%%

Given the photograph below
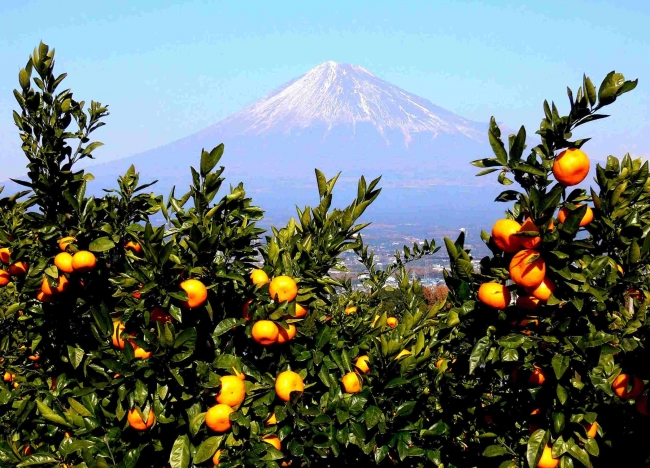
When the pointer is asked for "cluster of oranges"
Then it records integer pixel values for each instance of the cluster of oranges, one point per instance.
(284, 289)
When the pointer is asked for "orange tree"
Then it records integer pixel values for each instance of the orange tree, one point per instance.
(193, 343)
(550, 332)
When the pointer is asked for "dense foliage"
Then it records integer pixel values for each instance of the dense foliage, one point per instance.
(117, 336)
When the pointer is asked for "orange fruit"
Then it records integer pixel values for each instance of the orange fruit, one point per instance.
(196, 291)
(300, 311)
(503, 235)
(402, 353)
(232, 391)
(158, 314)
(83, 261)
(621, 383)
(64, 242)
(217, 418)
(51, 291)
(547, 460)
(287, 382)
(18, 268)
(265, 332)
(139, 424)
(351, 382)
(571, 167)
(215, 458)
(118, 328)
(586, 219)
(525, 271)
(63, 261)
(4, 278)
(544, 290)
(537, 376)
(259, 277)
(642, 405)
(245, 310)
(133, 246)
(273, 440)
(494, 295)
(273, 420)
(284, 335)
(284, 287)
(362, 363)
(41, 296)
(527, 302)
(592, 430)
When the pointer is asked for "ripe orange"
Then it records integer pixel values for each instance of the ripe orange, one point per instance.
(571, 167)
(527, 302)
(259, 277)
(537, 376)
(118, 328)
(642, 405)
(525, 271)
(64, 242)
(217, 418)
(544, 290)
(63, 262)
(273, 420)
(139, 424)
(284, 287)
(494, 295)
(592, 430)
(547, 460)
(196, 291)
(621, 384)
(287, 382)
(232, 391)
(215, 458)
(586, 219)
(284, 335)
(402, 353)
(362, 363)
(41, 296)
(18, 268)
(158, 314)
(273, 440)
(351, 382)
(133, 246)
(265, 332)
(245, 310)
(61, 287)
(503, 235)
(300, 311)
(83, 261)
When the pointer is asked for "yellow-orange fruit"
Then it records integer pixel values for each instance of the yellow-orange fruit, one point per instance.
(494, 295)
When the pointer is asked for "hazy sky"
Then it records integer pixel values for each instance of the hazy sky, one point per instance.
(168, 68)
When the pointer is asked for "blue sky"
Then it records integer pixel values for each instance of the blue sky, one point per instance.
(168, 68)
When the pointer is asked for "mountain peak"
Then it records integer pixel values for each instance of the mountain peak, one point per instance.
(333, 95)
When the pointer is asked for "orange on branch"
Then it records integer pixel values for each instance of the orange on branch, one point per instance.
(571, 167)
(527, 268)
(284, 287)
(494, 295)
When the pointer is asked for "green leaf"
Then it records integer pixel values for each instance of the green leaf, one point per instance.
(207, 449)
(101, 244)
(180, 454)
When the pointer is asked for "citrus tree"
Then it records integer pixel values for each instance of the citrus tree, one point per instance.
(550, 332)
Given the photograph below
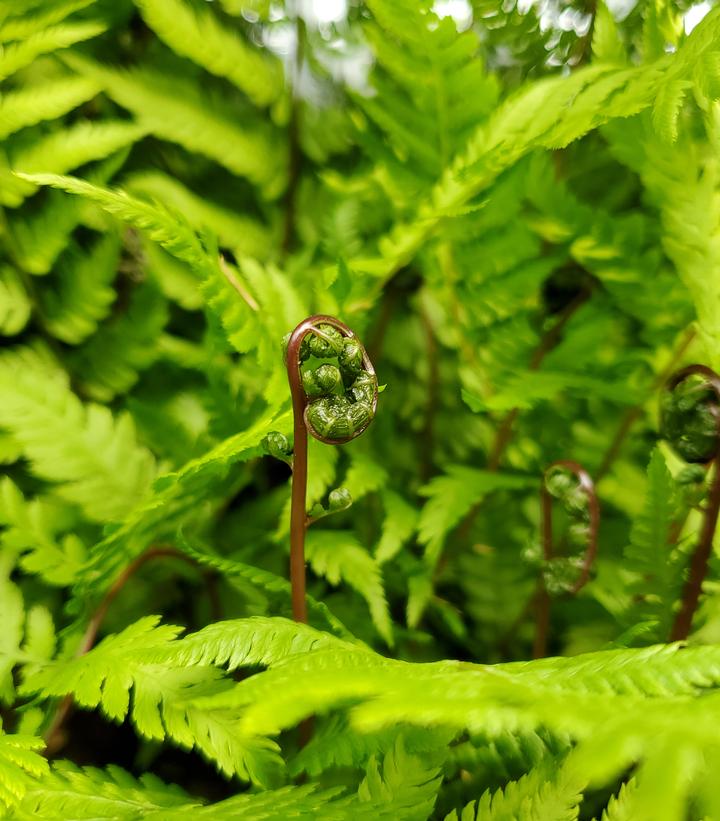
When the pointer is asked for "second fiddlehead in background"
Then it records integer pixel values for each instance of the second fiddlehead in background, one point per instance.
(690, 419)
(570, 483)
(334, 396)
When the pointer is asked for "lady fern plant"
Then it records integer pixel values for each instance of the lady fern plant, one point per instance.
(516, 209)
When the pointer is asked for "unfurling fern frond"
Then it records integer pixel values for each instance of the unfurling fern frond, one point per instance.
(198, 34)
(94, 458)
(84, 294)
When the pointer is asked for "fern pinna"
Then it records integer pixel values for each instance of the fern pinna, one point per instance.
(515, 207)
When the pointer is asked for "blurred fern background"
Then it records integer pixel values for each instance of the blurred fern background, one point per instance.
(517, 207)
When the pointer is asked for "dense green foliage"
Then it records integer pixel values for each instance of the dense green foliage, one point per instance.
(518, 211)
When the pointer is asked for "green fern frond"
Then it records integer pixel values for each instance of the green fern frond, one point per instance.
(540, 795)
(406, 787)
(176, 498)
(550, 113)
(22, 27)
(110, 363)
(15, 305)
(195, 32)
(607, 47)
(40, 232)
(84, 294)
(27, 640)
(667, 109)
(162, 226)
(657, 585)
(69, 791)
(365, 474)
(266, 581)
(32, 531)
(88, 793)
(65, 150)
(20, 54)
(20, 764)
(256, 305)
(174, 110)
(338, 556)
(43, 101)
(248, 642)
(94, 458)
(400, 523)
(620, 807)
(452, 496)
(245, 235)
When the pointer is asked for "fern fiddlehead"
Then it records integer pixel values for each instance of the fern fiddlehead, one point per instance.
(334, 401)
(690, 421)
(570, 483)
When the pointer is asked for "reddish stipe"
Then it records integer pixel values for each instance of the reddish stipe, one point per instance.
(298, 515)
(543, 597)
(701, 557)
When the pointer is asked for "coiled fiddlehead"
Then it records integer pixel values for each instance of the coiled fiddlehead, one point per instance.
(334, 394)
(690, 420)
(566, 574)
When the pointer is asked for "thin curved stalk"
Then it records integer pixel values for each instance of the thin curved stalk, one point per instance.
(701, 556)
(298, 512)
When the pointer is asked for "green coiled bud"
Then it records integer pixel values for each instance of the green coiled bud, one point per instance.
(350, 360)
(559, 483)
(325, 346)
(321, 381)
(329, 417)
(690, 420)
(363, 388)
(340, 395)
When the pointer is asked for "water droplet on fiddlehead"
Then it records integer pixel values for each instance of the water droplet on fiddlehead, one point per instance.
(690, 414)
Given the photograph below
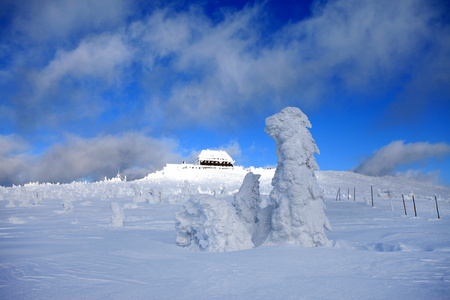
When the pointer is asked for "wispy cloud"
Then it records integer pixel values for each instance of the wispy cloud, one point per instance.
(211, 73)
(133, 154)
(388, 158)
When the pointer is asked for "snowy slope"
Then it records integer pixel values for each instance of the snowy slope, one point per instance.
(71, 251)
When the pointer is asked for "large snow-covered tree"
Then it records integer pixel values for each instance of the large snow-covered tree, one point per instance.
(298, 215)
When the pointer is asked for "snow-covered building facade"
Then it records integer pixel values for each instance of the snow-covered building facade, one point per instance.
(214, 158)
(207, 159)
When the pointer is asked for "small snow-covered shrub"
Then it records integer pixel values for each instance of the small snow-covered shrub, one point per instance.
(117, 215)
(247, 202)
(154, 195)
(139, 194)
(210, 224)
(67, 205)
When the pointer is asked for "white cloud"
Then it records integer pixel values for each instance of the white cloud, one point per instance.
(134, 154)
(386, 160)
(224, 70)
(49, 19)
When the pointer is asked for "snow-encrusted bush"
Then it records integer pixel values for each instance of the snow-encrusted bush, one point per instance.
(139, 194)
(67, 204)
(298, 215)
(210, 224)
(117, 215)
(247, 202)
(154, 195)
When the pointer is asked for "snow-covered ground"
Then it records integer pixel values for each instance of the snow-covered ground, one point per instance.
(67, 242)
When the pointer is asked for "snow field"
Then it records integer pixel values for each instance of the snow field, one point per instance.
(49, 253)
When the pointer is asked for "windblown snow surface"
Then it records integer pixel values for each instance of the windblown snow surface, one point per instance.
(117, 240)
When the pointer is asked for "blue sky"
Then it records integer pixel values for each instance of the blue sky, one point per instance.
(88, 88)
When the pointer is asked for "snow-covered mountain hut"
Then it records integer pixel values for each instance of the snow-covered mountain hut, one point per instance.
(214, 158)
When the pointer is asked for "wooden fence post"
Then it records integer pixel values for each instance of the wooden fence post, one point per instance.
(371, 193)
(404, 206)
(437, 209)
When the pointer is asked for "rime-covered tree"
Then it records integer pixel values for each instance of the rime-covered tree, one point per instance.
(298, 215)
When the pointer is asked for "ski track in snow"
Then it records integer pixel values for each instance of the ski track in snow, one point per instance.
(49, 253)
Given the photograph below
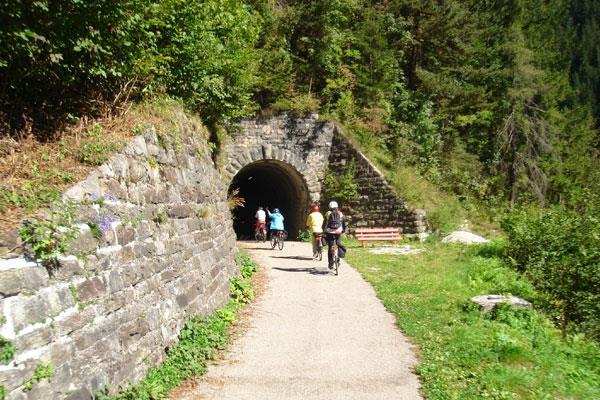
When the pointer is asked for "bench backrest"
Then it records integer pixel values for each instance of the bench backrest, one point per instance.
(377, 233)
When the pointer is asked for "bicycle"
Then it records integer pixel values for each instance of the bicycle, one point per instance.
(318, 255)
(260, 233)
(336, 259)
(277, 240)
(334, 253)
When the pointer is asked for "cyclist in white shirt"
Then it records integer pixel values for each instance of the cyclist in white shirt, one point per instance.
(261, 218)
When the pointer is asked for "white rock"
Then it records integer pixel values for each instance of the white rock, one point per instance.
(488, 302)
(464, 237)
(402, 251)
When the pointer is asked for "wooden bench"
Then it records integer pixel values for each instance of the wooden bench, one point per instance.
(364, 235)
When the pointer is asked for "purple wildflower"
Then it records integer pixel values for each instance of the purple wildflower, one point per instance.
(105, 221)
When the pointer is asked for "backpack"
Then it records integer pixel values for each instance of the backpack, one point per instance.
(334, 220)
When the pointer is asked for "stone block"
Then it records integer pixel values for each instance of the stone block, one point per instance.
(91, 289)
(13, 377)
(73, 321)
(83, 243)
(37, 338)
(181, 211)
(69, 267)
(14, 281)
(27, 310)
(126, 255)
(125, 234)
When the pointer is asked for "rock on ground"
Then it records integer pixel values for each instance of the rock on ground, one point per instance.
(488, 302)
(401, 251)
(464, 237)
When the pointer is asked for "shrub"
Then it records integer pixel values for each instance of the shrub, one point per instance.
(7, 351)
(557, 249)
(49, 234)
(341, 187)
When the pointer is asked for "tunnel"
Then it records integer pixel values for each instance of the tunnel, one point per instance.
(270, 184)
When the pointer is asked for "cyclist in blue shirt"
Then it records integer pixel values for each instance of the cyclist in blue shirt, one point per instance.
(276, 221)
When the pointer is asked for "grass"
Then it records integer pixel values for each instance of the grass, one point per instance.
(34, 174)
(465, 354)
(200, 341)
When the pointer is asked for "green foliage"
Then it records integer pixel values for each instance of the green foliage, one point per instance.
(160, 216)
(7, 351)
(558, 251)
(241, 290)
(341, 187)
(95, 150)
(301, 104)
(467, 354)
(42, 371)
(200, 340)
(96, 231)
(49, 234)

%%

## Problem to solve
Locate every line in the listing above that contains the word "wispy", and copy each of those lines.

## Answer for this exercise
When the pointer is asked for "wispy cloud"
Then it records integer pixel values for each instance of the wispy cloud, one point per instance.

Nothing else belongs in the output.